*** Opening of Document text ***

In this work, we predict essential miRNA by the ensembles of various sequence-based classifiers with XGBoost algorithm. All the data used in the experiment are summarized in the "dataset" folder, including, dataset1(It contains 77 positive samples and 77 negative samples for comparative experiments), dataset2(It contains 85 positive samples and 88 negative samples for train model), dataset3(All mouse pre-miRNA sequences after removing the experimental data), dataset4(It contains 8 essential miRNAs and 8 non-essential miRNAs that we collected). adjust_parameter_data(It contains feature data for feature extraction methods under different combinations of parameters).
The program was edited and run using jupyter notebook, using python 3.8. The suffixes are all .ipynb.
Configuration Environment
Install jupyter notebook, you should type in the terminal:
pip install jupyter
Install required packages, you should type in the terminal:
pip install numpy matplotlib scikit-learn pandas -i https://pypi.tuna.tsinghua.edu.cn/simple
Start jupyter notebook, you should type in the terminal:
jupyter notebook
Then, run the .ipynb file in the corresponding folder.The specific records are as follows:
Folder Name | Detailed Content |
---|---|
weak classifier | It contains five base classifiers, CART+kmer.ipynb, CART+Mismatch.ipynb, CART+PseDSSPC.ipynb, CART+Subsequence.ipynb and CART+Triplet.ipynb. |
strong classifier | It contains five strong classifiers, XGBoost+kmer.ipynb, XGBoost+Mismatch.ipynb, XGBoost+PseDSSPC.ipynb, XGBoost+Subsequence.ipynb and XGBoost+Triplet.ipynb. |
indep_dataset_test | It contains the prediction process using an independent test set. Mismatch.ipynb represents using the XGBoost+Mismatch model for prediction. Subsequence.ipynb represents using the XGBoost+Subsequence model for prediction. |
comparison | It contains comparative experimental procedures. XGEM.ipynb represents that XGEM uses a five-fold cross-validation process. |
prediction | It contains all mouse pre-miRNA sequences after removing experimental data using XGEM prediction. The detailed code is recorded in XGEM.ipynb |
adjust_parameter | It contains the parameter adjustment proces of k-mer, mismatch,subsequence,PseDSSPC. |
parameter_best_value | It contains the optimal tree results for each parameter combination. |
- First, you need to have the sequence information of the gene. Extract the sequence feature information by BioSeq-Analysis 2.0(http://bioinformatics.hitsz.edu.cn/BioSeq-Analysis/RNA). Choose the mismatch feature extraction method, the parameter k is 2 and m is 1.

*** Close of Document text ***

- **Work task A**: Duplicate the passage of the miRNA prediction text from "In this work, we" up to and including "are all .ipynb.".
- **Work task B**: According to the miRNA prediction text, how many positive and negative samples are in dataset2?
- **Work task C**: Resume the miRNA prediction text, picking up right after its last sentence.

*** Opening of Data shown ***

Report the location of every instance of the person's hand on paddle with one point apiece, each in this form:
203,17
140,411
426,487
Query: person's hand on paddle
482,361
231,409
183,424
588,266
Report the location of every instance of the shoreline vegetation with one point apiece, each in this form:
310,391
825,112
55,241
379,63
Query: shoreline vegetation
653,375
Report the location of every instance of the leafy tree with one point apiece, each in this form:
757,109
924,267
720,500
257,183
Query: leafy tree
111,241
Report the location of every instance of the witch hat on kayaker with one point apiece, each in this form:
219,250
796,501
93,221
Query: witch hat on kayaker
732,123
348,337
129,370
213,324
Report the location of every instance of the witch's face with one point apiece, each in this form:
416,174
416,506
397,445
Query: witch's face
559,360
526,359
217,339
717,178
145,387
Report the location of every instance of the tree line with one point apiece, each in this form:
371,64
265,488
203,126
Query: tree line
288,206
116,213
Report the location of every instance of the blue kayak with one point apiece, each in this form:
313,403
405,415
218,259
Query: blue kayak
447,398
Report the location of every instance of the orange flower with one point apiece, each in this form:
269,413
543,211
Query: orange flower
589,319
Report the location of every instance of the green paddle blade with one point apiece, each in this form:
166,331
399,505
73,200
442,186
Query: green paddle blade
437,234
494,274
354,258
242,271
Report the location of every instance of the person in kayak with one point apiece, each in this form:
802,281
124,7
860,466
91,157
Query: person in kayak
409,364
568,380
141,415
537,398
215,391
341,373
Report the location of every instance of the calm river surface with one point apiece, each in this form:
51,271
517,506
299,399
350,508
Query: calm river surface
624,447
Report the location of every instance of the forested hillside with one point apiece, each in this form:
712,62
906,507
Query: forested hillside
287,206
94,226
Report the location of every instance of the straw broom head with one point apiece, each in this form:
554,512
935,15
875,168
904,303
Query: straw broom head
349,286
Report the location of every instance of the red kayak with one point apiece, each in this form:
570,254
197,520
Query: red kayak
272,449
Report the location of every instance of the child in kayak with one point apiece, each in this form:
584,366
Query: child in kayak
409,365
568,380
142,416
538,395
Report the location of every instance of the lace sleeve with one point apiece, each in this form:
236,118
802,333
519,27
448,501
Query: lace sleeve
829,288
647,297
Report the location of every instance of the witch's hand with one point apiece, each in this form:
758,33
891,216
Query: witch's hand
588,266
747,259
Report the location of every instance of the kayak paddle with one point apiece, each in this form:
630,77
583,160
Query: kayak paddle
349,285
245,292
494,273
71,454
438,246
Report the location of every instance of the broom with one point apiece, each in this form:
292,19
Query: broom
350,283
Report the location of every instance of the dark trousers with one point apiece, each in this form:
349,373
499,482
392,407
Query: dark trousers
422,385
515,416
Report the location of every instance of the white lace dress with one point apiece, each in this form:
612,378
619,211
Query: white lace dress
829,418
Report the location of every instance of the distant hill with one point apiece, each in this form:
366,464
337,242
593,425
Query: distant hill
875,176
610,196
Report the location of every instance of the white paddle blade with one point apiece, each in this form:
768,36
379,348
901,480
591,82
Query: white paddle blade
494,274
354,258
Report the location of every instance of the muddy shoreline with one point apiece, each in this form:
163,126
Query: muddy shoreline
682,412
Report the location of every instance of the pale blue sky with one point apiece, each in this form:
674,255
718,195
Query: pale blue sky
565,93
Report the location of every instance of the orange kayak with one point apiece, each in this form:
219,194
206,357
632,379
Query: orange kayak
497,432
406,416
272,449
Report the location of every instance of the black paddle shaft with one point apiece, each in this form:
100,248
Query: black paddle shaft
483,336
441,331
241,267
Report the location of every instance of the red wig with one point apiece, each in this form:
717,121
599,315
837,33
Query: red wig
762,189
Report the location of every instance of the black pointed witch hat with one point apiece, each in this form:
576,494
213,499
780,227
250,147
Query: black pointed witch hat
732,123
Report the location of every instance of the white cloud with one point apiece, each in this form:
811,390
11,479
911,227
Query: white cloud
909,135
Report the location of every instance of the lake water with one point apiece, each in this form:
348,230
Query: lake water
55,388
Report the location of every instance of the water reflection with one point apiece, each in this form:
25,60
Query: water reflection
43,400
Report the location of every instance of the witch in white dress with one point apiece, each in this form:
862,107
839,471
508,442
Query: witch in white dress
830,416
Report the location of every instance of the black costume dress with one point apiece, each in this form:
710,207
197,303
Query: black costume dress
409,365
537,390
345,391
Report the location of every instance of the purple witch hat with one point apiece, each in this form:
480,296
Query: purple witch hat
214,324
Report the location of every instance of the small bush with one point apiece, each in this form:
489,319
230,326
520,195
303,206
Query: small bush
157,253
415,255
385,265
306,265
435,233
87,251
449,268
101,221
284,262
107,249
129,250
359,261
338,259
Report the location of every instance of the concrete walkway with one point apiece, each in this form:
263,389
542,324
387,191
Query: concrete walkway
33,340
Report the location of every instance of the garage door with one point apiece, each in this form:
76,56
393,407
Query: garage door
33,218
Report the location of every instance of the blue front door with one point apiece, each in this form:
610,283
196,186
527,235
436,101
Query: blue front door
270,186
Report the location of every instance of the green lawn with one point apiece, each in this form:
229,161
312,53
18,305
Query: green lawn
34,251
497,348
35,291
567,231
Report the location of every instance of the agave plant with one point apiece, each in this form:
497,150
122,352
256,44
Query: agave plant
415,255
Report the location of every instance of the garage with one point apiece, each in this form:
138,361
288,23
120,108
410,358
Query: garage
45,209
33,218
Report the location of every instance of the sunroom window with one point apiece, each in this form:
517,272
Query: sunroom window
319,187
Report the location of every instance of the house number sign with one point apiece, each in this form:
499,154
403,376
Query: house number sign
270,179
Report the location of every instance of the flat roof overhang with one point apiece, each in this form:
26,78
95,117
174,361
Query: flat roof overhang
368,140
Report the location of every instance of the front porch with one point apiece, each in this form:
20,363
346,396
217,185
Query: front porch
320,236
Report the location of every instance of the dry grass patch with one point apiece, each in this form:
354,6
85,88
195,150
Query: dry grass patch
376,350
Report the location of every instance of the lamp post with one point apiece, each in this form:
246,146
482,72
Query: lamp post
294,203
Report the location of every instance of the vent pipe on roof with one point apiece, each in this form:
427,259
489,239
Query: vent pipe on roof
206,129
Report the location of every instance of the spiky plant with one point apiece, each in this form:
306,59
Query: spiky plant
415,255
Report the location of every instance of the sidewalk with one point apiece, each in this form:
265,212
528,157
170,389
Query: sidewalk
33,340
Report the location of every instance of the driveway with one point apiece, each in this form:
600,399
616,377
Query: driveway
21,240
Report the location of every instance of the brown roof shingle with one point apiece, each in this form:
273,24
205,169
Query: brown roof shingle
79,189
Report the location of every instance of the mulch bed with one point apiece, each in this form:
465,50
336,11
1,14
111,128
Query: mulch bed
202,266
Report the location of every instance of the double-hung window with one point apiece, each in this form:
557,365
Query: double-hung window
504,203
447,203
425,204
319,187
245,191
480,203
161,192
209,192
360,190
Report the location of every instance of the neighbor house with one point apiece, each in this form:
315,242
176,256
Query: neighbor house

*** Close of Data shown ***

- **Exercise response A**:
In this work, we predict essential miRNA by the ensembles of various sequence-based classifiers with XGBoost algorithm. All the data used in the experiment are summarized in the "dataset" folder, including, dataset1(It contains 77 positive samples and 77 negative samples for comparative experiments), dataset2(It contains 85 positive samples and 88 negative samples for train model), dataset3(All mouse pre-miRNA sequences after removing the experimental data), dataset4(It contains 8 essential miRNAs and 8 non-essential miRNAs that we collected). adjust_parameter_data(It contains feature data for feature extraction methods under different combinations of parameters).
The program was edited and run using jupyter notebook, using python 3.8. The suffixes are all .ipynb.

- **Exercise response B**: Dataset2 has 85 positive samples and 88 negative samples.

- **Exercise response C**:
- Then, name the extracted feature information Mismatch, store it in the pred_other_essen_gene folder in .csv format.
- Finally, execute the XGEM.ipynb file in the corresponding folder. The output will have two forms: 0 or 1. 0 represents that the predicted gene is non-essential. 1 represents that the predicted gene is essential.